Work to complete:
Count how many lines in the rows below contain the string "target". Return only that number.

Stored rows:
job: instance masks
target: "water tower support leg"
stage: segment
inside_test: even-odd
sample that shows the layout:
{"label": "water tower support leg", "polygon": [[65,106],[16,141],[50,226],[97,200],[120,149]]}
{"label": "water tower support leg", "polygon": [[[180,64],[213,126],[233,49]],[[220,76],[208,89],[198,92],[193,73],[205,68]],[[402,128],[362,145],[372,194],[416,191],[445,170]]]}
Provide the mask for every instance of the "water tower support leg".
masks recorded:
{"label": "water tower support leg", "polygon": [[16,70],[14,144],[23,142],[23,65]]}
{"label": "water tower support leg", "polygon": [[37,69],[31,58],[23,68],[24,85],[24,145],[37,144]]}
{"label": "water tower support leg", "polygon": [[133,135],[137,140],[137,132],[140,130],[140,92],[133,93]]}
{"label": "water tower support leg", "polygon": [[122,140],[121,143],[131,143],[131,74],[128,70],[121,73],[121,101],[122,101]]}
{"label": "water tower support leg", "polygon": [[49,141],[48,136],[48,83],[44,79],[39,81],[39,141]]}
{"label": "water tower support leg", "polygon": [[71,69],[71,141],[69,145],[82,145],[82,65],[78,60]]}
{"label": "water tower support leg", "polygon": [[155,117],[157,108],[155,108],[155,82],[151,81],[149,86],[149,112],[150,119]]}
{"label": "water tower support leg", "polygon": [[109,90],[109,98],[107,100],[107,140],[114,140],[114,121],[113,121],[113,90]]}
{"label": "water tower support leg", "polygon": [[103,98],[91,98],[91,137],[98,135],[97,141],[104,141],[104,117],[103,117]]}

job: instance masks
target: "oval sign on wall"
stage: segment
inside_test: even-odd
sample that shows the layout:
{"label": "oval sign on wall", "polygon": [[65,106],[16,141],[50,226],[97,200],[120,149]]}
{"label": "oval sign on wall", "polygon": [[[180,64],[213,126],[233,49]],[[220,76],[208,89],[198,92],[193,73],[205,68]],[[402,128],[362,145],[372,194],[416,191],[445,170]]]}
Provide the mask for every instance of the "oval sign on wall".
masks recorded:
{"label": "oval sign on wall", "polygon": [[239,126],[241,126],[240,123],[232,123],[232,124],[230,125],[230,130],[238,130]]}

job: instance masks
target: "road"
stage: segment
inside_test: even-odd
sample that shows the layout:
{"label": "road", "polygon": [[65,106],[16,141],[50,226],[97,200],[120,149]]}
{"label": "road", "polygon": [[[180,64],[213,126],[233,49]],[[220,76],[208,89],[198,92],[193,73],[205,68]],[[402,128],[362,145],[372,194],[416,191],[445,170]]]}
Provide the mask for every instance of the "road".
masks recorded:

Task solution:
3